* VOTRE TÂCHE
Reproduisez à l'identique, ligne par ligne, l'ensemble des enregistrements ci-dessous.

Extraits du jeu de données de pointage
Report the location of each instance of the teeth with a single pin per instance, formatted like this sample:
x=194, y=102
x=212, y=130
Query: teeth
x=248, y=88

* RÉPONSE ATTENDUE
Report the location of each instance of the teeth with a single pin per instance, formatted like this sample:
x=194, y=102
x=212, y=130
Query: teeth
x=248, y=88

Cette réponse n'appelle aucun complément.